DOCUMENT TEXT ::

Separators should be equipped with an inlet distributor to aid gas/liquid disengagement, promote separation, minimize splashing, minimize solids plugging, and prevent erosion of the vessel wall.  Vane-type inlet devices and inlet cyclones are preferred to other types of devices.  ExxonMobil and SPDC gives preference to vane type inlet devices

Gas Phase Internals (Demisters)

The gas phase internals (demister) is used to separate the entrained liquid from the gas. There are various demisting internals used in separators however, the most common is the wire mesh demister and the vane pack demister

Vortex Breaker

As the liquid in the separator flows out, it will swirl and create a vortex; this will cause some gas to be entrained in the liquid. To mitigate the formation of vortex, a vortex breaker should be installed in the liquid outlet of a separator (pressure vessel)

3.1.3 Gas/Liquid Separation Process

The separation process may be broken down into various sections as described below

3.1.3.1 Primary Separation

The fluid (a mixture of gas and liquid) flows into the separator with a high velocity, the flow is usually turbulent. The primary separation is achieved by impacting the fluid on an inlet distributor device which changes the fluid flow direction. The inlet distributor absorbs the fluid momentum, as the collision continues most of the gas escapes from the well stream (fluid) while the liquid drops down to the separator base.

RECORDED DATA ::

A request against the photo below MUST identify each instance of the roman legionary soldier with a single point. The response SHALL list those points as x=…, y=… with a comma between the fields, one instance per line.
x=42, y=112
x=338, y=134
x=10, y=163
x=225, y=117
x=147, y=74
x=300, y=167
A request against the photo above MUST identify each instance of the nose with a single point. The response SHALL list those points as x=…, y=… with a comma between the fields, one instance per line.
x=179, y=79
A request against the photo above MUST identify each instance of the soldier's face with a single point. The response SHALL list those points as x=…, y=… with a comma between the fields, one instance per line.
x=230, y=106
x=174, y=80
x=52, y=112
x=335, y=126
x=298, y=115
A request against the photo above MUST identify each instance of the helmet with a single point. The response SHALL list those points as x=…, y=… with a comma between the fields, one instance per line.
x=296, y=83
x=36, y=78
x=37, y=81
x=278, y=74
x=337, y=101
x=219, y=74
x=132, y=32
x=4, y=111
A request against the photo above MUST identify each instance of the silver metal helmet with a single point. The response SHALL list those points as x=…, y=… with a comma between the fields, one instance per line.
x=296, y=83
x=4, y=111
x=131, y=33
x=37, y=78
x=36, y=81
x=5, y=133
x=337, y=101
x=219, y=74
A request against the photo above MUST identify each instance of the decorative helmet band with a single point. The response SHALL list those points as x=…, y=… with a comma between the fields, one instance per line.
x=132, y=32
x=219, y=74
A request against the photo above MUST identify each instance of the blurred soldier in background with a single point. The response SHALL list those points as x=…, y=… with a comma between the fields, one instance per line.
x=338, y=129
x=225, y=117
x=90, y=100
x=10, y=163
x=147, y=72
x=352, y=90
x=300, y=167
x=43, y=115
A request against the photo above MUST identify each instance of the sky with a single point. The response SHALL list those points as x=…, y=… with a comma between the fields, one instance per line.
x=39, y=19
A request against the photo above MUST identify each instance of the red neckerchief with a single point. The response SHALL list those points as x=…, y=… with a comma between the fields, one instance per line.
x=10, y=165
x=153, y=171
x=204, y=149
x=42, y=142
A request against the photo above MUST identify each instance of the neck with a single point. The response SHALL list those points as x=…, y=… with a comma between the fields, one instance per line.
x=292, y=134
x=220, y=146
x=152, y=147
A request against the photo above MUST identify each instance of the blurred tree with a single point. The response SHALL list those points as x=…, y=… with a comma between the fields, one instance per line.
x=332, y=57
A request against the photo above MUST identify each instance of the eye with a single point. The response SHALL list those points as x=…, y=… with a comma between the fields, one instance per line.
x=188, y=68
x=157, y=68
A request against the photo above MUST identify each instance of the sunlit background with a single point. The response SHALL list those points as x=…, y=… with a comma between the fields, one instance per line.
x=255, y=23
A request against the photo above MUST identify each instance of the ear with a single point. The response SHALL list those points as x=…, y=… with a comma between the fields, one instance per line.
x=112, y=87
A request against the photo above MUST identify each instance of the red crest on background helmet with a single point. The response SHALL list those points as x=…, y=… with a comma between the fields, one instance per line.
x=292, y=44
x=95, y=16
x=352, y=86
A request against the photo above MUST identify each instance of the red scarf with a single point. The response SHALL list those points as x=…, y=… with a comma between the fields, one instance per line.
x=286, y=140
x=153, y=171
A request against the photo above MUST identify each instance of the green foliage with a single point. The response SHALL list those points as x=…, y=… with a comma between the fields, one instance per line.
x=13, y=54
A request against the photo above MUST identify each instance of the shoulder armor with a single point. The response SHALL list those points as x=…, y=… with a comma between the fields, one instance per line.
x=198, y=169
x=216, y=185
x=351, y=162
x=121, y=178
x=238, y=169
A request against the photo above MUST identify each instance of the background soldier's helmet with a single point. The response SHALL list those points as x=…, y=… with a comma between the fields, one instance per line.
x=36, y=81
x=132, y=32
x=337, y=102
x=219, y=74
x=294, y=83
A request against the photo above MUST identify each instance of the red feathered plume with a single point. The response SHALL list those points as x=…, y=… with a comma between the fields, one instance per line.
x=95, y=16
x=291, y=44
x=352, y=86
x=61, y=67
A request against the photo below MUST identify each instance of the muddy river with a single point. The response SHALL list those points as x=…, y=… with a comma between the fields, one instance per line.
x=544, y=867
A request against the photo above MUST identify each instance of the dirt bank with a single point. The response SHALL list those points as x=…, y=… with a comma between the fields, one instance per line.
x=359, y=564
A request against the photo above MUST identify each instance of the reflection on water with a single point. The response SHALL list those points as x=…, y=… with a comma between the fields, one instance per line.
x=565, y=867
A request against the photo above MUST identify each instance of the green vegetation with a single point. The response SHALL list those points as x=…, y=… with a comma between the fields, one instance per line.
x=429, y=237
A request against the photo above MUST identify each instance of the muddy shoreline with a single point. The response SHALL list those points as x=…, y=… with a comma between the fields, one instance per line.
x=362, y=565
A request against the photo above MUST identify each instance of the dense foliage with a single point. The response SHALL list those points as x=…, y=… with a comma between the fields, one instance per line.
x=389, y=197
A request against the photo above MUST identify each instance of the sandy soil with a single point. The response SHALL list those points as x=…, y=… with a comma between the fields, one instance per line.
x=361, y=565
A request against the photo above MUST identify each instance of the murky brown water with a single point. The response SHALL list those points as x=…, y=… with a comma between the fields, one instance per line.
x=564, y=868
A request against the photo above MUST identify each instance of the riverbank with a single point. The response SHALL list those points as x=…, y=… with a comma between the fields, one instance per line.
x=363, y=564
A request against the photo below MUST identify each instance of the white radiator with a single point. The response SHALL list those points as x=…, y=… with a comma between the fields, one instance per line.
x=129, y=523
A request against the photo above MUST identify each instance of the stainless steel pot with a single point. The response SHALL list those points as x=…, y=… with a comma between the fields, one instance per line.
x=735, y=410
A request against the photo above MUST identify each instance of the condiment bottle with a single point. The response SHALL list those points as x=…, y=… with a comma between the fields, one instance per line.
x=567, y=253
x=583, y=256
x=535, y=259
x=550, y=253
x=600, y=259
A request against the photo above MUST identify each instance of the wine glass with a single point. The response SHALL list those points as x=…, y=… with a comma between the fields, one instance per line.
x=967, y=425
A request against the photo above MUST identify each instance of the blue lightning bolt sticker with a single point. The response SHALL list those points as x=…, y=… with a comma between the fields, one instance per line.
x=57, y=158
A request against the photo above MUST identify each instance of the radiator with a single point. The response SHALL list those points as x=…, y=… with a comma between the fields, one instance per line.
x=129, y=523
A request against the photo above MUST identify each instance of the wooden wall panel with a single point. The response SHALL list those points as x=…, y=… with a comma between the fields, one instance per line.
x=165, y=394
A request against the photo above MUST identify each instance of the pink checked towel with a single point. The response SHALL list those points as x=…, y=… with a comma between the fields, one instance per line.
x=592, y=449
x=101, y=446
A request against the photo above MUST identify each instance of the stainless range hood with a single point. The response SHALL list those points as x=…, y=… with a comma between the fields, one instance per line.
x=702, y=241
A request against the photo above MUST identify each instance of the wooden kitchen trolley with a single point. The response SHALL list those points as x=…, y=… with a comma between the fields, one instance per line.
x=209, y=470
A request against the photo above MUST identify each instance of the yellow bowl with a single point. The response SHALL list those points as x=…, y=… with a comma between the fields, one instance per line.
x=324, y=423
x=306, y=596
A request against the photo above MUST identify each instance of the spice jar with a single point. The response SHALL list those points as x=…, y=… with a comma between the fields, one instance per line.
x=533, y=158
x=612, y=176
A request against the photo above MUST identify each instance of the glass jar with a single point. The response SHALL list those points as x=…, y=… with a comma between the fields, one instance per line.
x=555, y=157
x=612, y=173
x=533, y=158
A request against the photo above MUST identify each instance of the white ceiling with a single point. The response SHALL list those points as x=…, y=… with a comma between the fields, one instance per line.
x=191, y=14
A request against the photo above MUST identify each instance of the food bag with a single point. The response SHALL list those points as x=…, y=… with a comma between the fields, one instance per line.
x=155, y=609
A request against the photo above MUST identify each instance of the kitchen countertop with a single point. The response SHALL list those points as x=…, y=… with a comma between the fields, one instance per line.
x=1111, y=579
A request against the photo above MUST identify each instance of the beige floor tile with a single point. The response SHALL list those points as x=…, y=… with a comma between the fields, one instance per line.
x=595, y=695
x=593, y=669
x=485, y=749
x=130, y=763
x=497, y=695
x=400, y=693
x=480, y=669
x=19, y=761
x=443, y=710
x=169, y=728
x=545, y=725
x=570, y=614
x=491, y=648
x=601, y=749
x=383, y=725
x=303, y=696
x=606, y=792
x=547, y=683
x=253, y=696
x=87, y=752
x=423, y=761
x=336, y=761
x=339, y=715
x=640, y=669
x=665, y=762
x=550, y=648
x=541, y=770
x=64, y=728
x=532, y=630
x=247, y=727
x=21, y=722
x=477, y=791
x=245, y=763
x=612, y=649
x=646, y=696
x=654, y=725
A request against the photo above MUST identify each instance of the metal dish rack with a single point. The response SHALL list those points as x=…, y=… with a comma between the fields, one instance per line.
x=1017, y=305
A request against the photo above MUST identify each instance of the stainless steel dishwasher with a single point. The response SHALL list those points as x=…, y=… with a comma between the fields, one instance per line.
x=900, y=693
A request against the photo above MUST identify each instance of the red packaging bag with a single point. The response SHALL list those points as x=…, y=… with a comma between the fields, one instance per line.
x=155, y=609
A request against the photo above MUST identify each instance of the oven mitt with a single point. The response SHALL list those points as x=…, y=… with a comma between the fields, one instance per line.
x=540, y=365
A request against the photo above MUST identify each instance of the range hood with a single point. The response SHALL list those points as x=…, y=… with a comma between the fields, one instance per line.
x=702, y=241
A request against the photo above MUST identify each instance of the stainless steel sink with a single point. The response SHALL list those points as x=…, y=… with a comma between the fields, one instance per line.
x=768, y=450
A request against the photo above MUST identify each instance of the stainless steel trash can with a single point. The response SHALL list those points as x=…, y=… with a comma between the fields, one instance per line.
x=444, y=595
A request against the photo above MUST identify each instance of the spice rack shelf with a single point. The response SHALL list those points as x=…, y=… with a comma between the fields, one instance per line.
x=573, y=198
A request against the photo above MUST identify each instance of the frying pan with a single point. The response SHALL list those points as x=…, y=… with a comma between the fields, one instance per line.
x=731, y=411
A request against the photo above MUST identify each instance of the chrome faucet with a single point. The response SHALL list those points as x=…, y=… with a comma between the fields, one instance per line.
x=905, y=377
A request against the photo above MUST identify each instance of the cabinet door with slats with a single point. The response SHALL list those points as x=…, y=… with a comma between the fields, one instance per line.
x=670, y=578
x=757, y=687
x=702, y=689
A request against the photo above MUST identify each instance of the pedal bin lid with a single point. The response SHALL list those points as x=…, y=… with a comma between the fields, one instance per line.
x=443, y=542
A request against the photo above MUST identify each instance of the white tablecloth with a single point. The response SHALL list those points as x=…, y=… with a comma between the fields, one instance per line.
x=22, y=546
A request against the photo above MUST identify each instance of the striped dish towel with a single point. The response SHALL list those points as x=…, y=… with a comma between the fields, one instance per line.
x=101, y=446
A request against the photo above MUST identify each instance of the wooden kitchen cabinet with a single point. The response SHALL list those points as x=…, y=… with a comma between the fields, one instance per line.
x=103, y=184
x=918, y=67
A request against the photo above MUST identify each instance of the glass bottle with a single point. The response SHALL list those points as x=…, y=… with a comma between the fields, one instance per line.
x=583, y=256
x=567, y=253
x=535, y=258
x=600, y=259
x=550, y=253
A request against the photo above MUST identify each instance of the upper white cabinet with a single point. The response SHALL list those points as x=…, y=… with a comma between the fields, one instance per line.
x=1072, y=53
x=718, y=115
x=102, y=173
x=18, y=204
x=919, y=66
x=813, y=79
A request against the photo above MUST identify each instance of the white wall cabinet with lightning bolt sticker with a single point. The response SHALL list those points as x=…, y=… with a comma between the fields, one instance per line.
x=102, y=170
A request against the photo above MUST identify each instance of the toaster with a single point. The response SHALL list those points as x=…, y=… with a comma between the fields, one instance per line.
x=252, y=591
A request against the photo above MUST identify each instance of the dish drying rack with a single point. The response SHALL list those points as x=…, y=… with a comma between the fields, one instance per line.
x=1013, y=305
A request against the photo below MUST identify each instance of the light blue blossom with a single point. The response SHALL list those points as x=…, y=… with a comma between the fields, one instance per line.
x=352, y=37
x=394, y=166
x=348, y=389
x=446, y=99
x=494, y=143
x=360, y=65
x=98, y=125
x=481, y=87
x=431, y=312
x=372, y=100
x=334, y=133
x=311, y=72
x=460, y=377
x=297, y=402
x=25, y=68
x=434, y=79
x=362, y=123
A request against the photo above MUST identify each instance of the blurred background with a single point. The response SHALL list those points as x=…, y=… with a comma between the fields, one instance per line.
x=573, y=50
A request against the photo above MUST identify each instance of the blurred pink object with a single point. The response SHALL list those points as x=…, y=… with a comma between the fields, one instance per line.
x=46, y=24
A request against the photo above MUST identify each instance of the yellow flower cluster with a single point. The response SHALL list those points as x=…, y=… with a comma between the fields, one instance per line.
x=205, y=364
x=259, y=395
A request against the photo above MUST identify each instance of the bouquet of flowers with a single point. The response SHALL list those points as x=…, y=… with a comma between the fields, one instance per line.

GIVEN EXERCISE ::
In one to three sentences, explain why the separator text says a vortex breaker should be installed in a separator's liquid outlet.

ANSWER TO THIS TASK ::
As liquid flows out of the separator, it swirls and forms a vortex, which causes some gas to be entrained in the liquid. A vortex breaker in the liquid outlet is installed to mitigate the formation of that vortex.